▶ _DOCUMENT TEXT_:
──────
Updated on December 31, 2012

The Midnight Buzz

I was awakened out of a sound sleep by the buzz. Anyone who's heard it cannot forget the sound, and anyone who hasn't can't begin to understand. But for those of you who've heard it, it was the buzz.

I stood up and listened. The buzz came closer for a little bit, then passed overhead, then died down. After it died down and went away to the northeast I went back to bed. Tornadoes seldom turn around and come back. I was safe. For now.

In the morning I found two odd things: the lid to the animal feed had been removed and deposited in the middle of the north pasture, and the horse gate had been lifted off its hinges and then dropped. I could tell because the lowest hinge was now on the highest peg, and the highest hinge was on nothing! With much effort I wrestled it back down and placed it where it should be, and the heavy metal bar gate was none the worse.

The Chicken House Incident

Fifteen years old, home alone, thunderstorms all day long. All day. And there was a huge, empty yard to cross to get to the chicken house, an empty yard in which I was the tallest object. The lightning was nonstop and it thundered for hours without letup. Storms came and went one right after the other, and the breaks were too short to have a safe space to get up to reach the chickens.

I had good reason to try and reach them. Overnight the opossums had been killing them by twos and threes. They didn't do it for hunger, either, because they wouldn't eat one chicken before killing another, but would leave a trail of meaningless destruction night after night.

So I waited and watched and hoped and prayed for a break. Finally, about three o'clock in the afternoon, all the thunder suddenly stopped. Not a raindrop was falling. Everything got quiet.

I scurried down to the dog pen to get my trusty border collie, and I should have taken a clue from this: the dog refused to come out of her doghouse. This was unlike her. She was my toughest herding dog and wasn't afraid of anything. I should have listened to her instinct.

I closed gate to the pen and continued without her. The roguish wind knocked me to my knees. Beyond the south pasture I saw a huge, billowing black tower of cloud that reached from sky to earth. It was rotating very, very slowly.

Because it moved so slowly and because I saw an airplane fly right past it, I decided it wasn't a tornado and proceeded to the chicken house, unafraid of the wind.
──────
▶ _RECORDS FOR THIS EXERCISE_:
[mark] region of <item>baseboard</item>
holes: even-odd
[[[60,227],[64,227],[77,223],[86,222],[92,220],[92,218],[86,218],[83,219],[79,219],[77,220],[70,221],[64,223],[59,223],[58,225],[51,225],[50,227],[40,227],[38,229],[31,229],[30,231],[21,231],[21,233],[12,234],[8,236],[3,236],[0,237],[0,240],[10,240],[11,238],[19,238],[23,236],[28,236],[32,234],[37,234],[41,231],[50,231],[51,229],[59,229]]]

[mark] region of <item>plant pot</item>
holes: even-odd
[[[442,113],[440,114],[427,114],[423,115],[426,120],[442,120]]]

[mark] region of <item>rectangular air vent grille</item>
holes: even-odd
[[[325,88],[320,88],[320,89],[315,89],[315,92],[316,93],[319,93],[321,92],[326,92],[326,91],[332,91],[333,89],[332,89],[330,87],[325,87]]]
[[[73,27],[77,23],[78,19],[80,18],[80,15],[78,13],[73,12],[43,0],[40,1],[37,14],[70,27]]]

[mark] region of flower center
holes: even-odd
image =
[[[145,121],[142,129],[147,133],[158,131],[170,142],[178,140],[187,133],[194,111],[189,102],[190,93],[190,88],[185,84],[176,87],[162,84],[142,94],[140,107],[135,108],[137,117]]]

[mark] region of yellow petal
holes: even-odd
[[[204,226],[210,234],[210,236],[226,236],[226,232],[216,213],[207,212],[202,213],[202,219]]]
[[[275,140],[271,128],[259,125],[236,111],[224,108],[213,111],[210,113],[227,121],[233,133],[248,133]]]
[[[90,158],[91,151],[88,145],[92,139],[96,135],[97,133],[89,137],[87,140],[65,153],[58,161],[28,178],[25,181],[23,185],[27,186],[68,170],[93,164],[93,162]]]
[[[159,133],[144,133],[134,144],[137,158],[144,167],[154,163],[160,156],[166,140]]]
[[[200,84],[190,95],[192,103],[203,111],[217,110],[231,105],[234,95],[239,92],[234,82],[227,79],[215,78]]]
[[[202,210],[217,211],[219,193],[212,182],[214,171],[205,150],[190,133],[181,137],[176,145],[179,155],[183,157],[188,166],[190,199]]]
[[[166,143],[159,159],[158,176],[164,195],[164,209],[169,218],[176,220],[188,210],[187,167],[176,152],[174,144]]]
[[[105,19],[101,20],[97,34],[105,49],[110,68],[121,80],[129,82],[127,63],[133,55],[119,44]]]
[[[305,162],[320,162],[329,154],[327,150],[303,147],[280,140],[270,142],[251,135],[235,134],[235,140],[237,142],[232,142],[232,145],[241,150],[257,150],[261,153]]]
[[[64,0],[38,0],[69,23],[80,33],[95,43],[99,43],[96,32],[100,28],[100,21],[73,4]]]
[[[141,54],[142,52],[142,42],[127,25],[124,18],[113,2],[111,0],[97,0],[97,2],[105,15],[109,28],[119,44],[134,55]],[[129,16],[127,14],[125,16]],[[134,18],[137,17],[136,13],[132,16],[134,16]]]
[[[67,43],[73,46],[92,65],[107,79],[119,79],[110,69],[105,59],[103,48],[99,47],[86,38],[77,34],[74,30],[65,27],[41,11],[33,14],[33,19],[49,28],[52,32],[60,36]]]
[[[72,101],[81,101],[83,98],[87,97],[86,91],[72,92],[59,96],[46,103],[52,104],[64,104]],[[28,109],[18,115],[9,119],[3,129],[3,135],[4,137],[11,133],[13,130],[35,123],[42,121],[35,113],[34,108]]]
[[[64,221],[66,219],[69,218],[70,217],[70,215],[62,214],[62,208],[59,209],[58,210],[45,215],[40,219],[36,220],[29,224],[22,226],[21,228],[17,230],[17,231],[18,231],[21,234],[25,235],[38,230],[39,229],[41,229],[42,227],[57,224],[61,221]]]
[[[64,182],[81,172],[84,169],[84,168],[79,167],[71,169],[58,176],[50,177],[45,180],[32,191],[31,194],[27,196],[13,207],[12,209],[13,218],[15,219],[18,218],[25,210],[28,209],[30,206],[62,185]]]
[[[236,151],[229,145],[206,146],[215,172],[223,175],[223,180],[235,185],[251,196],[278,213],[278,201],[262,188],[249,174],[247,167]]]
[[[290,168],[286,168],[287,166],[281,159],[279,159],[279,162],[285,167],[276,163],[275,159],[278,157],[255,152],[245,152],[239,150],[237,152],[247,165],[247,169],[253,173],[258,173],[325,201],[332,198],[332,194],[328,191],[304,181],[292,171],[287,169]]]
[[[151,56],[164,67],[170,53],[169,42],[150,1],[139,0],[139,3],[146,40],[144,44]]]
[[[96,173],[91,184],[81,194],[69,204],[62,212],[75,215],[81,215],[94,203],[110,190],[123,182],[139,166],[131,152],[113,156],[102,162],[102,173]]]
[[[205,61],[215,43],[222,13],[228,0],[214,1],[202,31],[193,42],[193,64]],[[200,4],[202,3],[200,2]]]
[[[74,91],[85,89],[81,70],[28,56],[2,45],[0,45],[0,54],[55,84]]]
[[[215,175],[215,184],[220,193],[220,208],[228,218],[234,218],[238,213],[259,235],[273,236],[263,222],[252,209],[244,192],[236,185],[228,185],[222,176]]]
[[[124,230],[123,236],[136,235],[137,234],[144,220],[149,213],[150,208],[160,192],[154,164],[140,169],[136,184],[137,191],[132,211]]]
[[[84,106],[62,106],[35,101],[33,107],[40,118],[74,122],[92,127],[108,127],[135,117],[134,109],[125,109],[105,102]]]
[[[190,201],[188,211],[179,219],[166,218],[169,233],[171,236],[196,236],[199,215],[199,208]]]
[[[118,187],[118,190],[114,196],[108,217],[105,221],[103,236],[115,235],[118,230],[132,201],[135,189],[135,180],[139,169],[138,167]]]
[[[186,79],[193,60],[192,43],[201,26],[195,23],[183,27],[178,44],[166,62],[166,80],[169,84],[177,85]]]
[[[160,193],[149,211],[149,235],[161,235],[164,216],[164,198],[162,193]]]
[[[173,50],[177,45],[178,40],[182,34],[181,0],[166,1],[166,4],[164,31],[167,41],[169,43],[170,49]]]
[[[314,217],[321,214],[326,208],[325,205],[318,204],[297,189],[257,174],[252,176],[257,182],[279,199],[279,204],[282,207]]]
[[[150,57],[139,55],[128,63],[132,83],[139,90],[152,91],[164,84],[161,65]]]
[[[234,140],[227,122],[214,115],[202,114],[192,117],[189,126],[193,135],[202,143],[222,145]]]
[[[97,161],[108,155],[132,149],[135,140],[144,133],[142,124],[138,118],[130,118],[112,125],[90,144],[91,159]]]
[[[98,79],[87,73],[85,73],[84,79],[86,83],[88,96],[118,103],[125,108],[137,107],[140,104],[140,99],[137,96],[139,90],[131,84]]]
──────
▶ _STATED GOAL 1_:
Reproduce the listing verbatim, starting with its first line and going on through the line with "[[[442,113],[440,114],[427,114],[423,115],[426,120],[442,120]]]".
▶ _STATED GOAL 2_:
Write the next part of the storm account, picking up after its final sentence.
The storm account and the listing come from unrelated sources.

▶ _EXERCISE ANSWER 1_:
[mark] region of <item>baseboard</item>
holes: even-odd
[[[60,227],[64,227],[77,223],[86,222],[92,220],[92,218],[86,218],[83,219],[79,219],[77,220],[70,221],[64,223],[59,223],[58,225],[51,225],[50,227],[40,227],[38,229],[31,229],[30,231],[21,231],[21,233],[12,234],[8,236],[3,236],[0,237],[0,240],[10,240],[11,238],[19,238],[23,236],[28,236],[32,234],[37,234],[41,231],[50,231],[51,229],[59,229]]]

[mark] region of <item>plant pot</item>
holes: even-odd
[[[442,113],[440,114],[427,114],[423,115],[426,120],[442,120]]]

▶ _EXERCISE ANSWER 2_:
I struggled from fence post to fence post, barely able to stand but laughing at the turbulence, cooped up the chickens for the night, and returned to the house. The billowy black pillar moved traveled northeast and missed my farm completely, and we had a splendid and peaceful sunset that evening. Only later did I find out what that was: a class F-0. (Fujita scale, light damage, and yes indeed a twister.)

The Drive to Work

"I don't like the color of the sky," said my mom one morning on the way to work. She turned the radio on.

"Slight chance of rain, high of 85..." said the radio.

I learned later that when tornadoes come in at a very low altitude, the radar cannot see them. There were no watches or warnings issued for this occurrence.

First I saw a point come down. Then it came down lower. This cannot be happening, I thought to myself. I didn't distract my mom from driving, and I figured she saw what I saw.

We rounded a bend, and the wind picked up enormously. Without warning the faraway point was now touching a nearby bluff at the side of the highway. Treetops bent till they looked like all the branches were going to break, and large sticks from the highway below were lifted straight up.

The winds became violent and tried to push us off the road onto the shoulder and over the ledge on the other side. My mom put both knees on the wheel to keep a hold on it. Then we stopped moving. She was still stepping on the gas, and the speedometer read 40, but the front wheels of the front-wheel-drive minivan were no longer in contact with the ground. The engine revved uselessly.

And then as suddenly as it had come upon us, it moved away without harm.. We started moving again and continued to work.

The Mule Sale Spin

Someone had just purchased a miniature mule from me. I helped load her into his trailer.

"Well, I'd better get home. There's a storm brewing," he said, and indeed there was.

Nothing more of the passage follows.